[Referring expression data]
┄┄┄┄┄┄

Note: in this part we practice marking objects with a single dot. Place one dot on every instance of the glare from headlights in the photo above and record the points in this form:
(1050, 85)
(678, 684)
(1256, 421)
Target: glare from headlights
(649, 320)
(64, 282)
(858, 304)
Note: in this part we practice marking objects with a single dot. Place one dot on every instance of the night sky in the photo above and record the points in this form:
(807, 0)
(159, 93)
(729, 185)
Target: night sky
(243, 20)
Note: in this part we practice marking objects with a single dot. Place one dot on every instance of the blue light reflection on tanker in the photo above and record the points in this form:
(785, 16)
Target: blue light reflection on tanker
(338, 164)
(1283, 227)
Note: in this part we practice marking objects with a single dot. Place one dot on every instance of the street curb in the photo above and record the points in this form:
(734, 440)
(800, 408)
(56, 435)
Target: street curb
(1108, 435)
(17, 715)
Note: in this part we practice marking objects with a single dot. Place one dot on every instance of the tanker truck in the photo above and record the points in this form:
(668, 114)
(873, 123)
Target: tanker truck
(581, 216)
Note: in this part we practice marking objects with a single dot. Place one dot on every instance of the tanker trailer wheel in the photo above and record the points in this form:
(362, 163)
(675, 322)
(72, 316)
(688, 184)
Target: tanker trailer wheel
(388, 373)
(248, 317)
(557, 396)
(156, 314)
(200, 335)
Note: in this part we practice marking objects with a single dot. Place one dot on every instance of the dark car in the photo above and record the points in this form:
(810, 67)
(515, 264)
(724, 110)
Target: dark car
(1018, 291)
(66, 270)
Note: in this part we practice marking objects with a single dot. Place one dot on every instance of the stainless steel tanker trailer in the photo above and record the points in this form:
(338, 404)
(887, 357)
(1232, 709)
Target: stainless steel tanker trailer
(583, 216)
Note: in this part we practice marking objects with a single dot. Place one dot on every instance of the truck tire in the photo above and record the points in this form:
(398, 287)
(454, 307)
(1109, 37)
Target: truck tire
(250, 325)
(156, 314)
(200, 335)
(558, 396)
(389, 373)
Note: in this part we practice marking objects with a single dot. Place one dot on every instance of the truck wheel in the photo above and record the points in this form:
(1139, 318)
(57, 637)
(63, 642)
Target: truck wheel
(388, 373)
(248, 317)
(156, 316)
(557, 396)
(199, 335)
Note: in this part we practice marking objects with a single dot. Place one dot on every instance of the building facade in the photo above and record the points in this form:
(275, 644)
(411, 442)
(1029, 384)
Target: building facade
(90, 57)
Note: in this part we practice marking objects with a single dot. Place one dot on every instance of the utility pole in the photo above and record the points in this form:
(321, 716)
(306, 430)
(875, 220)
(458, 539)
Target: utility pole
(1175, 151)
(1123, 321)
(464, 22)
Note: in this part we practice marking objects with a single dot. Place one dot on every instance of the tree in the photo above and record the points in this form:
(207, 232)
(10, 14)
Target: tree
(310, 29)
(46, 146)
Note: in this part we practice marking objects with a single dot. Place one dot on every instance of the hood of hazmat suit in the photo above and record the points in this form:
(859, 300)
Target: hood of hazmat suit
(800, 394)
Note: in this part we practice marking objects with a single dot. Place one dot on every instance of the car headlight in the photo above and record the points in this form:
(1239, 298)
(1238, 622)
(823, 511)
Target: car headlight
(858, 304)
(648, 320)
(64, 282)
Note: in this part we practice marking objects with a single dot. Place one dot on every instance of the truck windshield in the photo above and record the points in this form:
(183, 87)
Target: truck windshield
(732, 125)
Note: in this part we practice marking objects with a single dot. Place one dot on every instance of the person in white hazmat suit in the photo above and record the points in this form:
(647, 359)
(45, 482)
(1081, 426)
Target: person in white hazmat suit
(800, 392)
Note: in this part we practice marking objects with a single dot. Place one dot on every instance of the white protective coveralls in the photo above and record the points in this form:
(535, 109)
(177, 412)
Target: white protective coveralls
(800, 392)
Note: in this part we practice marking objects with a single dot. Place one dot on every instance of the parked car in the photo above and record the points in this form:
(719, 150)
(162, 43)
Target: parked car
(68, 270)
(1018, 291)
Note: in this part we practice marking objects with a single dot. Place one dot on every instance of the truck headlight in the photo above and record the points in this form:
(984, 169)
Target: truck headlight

┄┄┄┄┄┄

- What the task requires -
Where the line containing "the truck headlight" appears in the records above, begin there and print every line through the last, exactly and with nothing else.

- Response area -
Note: in this part we practice marking objects with a single dot. Place one dot on every instance of the truck headlight in the photo above and record the points in this form:
(984, 169)
Target: truck headlight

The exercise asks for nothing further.